(Source data)
# # #
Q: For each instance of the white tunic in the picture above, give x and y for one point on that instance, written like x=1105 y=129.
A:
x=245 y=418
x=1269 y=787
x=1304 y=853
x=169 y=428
# # #
▶ **WHAT YOU NEED TO DO**: Every record must be retyped so that it matches the original exactly.

▶ **RESPONSE BOX**:
Q: For each instance of the white tunic in the picture above, give x and y for one point on that instance, written like x=1105 y=129.
A:
x=245 y=418
x=1269 y=787
x=1304 y=853
x=169 y=428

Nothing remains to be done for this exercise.